# OBJECTIVE
Reproduce the lines below word for word, leaving out the pictures.

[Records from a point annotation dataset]
-.-.-

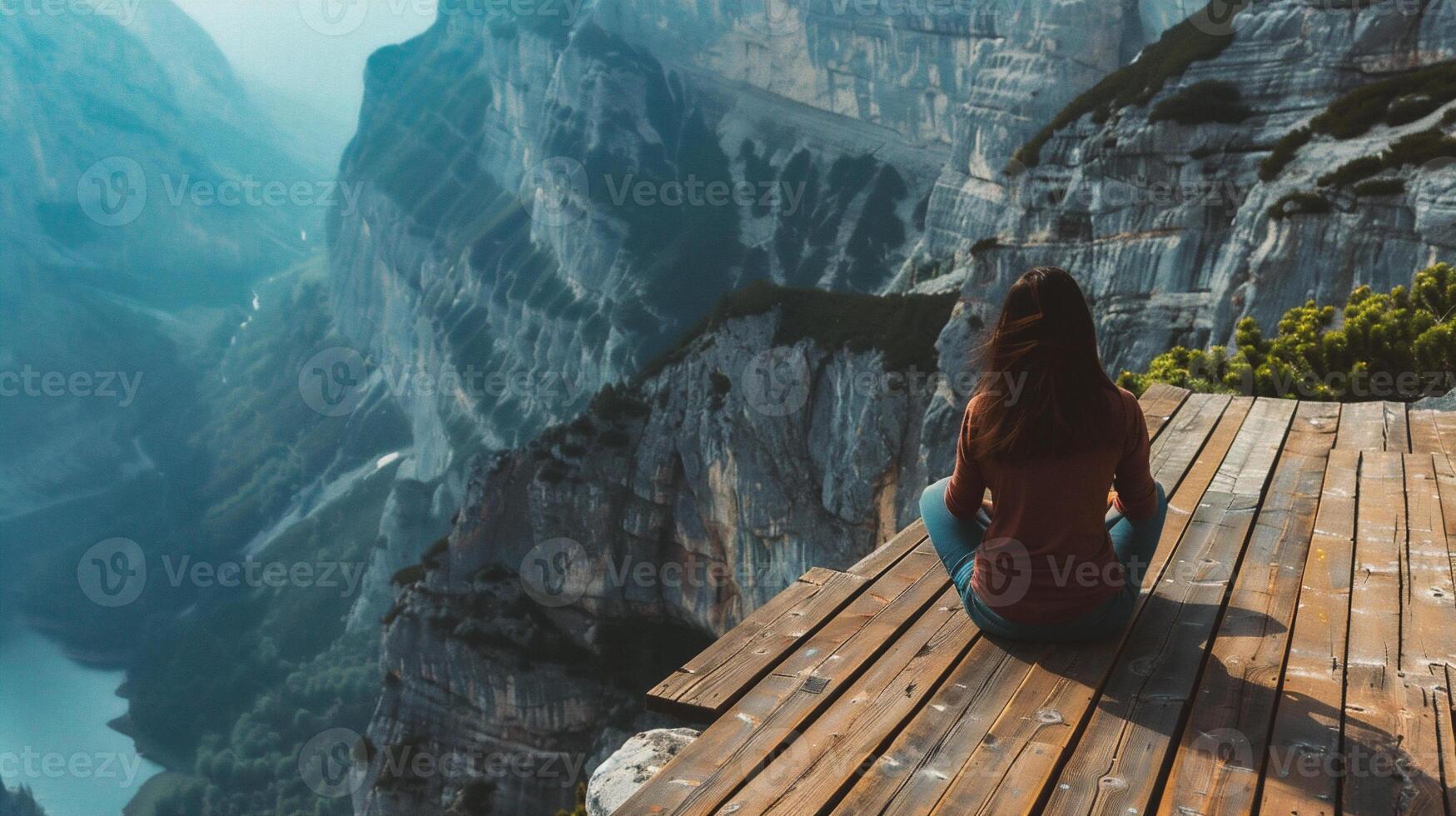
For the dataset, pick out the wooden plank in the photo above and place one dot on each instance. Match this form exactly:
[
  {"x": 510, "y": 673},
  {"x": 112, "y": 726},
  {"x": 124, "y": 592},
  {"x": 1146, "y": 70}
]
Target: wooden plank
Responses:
[
  {"x": 839, "y": 745},
  {"x": 1429, "y": 598},
  {"x": 1427, "y": 637},
  {"x": 915, "y": 771},
  {"x": 1426, "y": 436},
  {"x": 887, "y": 554},
  {"x": 1362, "y": 427},
  {"x": 1446, "y": 484},
  {"x": 1446, "y": 425},
  {"x": 935, "y": 744},
  {"x": 1047, "y": 709},
  {"x": 772, "y": 713},
  {"x": 1119, "y": 757},
  {"x": 1448, "y": 722},
  {"x": 1397, "y": 427},
  {"x": 1374, "y": 695},
  {"x": 713, "y": 681},
  {"x": 1216, "y": 767},
  {"x": 1302, "y": 774}
]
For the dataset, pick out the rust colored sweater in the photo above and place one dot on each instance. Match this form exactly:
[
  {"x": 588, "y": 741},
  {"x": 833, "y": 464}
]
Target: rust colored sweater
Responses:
[{"x": 1047, "y": 555}]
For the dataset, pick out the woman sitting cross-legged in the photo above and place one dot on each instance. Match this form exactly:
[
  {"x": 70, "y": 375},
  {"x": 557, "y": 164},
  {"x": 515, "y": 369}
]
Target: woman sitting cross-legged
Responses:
[{"x": 1049, "y": 433}]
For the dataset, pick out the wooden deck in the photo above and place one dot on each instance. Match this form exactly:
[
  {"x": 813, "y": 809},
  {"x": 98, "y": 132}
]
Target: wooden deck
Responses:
[{"x": 1292, "y": 653}]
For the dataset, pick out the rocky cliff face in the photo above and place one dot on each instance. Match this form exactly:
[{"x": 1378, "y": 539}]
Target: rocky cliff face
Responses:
[
  {"x": 122, "y": 277},
  {"x": 1150, "y": 190},
  {"x": 785, "y": 435},
  {"x": 554, "y": 200}
]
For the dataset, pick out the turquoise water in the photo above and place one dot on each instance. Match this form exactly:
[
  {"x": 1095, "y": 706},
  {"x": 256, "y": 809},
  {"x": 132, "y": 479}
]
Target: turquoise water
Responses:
[{"x": 52, "y": 730}]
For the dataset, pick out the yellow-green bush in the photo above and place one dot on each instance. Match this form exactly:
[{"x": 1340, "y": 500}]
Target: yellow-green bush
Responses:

-.-.-

# REPLY TO THE EXERCISE
For the dataset, pick out the wooden plank in the photo above and place one dot on each instance. Match this form exactly:
[
  {"x": 510, "y": 673},
  {"x": 112, "y": 726},
  {"x": 124, "y": 592},
  {"x": 1146, "y": 70}
]
Target: wooden plank
Responses:
[
  {"x": 839, "y": 745},
  {"x": 1429, "y": 598},
  {"x": 1427, "y": 637},
  {"x": 915, "y": 771},
  {"x": 1426, "y": 436},
  {"x": 887, "y": 554},
  {"x": 1362, "y": 427},
  {"x": 1446, "y": 484},
  {"x": 1446, "y": 425},
  {"x": 935, "y": 744},
  {"x": 1047, "y": 709},
  {"x": 772, "y": 713},
  {"x": 1119, "y": 757},
  {"x": 1448, "y": 722},
  {"x": 1397, "y": 427},
  {"x": 1374, "y": 695},
  {"x": 713, "y": 681},
  {"x": 1216, "y": 767},
  {"x": 1302, "y": 774}
]
For the dataset, pick out the rust colored sweater in the photo above and place one dot on each instance. Match this form exactly:
[
  {"x": 588, "y": 741},
  {"x": 833, "y": 464}
]
Target: rust colored sweater
Responses:
[{"x": 1047, "y": 555}]
For the dataset, pick out the woman sitting cross-legged in the photo above and place one dot on each instance. Match this form exactly:
[
  {"x": 70, "y": 375},
  {"x": 557, "y": 164},
  {"x": 515, "y": 369}
]
Target: woman sitting cross-legged
Responses:
[{"x": 1049, "y": 433}]
For the dataset, pick out the wooden deck in the photo above and place one dot on each instance. Match this form exactly:
[
  {"x": 813, "y": 809},
  {"x": 98, "y": 132}
]
Target: wooden deck
Responses:
[{"x": 1292, "y": 653}]
For the dataset, pick out the rocky cliff face in the photo above and place one dot on each instance. Match this form exactly:
[{"x": 1378, "y": 539}]
Target: rocky cliff face
Responses:
[
  {"x": 122, "y": 277},
  {"x": 1150, "y": 190},
  {"x": 785, "y": 435},
  {"x": 554, "y": 200}
]
For the dataset, pick out the turquoise water in the photo above and place one dot on each instance. Match this form exactly:
[
  {"x": 1095, "y": 706},
  {"x": 256, "y": 809},
  {"x": 132, "y": 479}
]
Target: turquoise water
Responses:
[{"x": 52, "y": 730}]
For the dataset, pick out the yellow-green bush in the photo above and place one dot on each instance. Match this form exactly:
[{"x": 1340, "y": 500}]
Target: yellow-green bush
Responses:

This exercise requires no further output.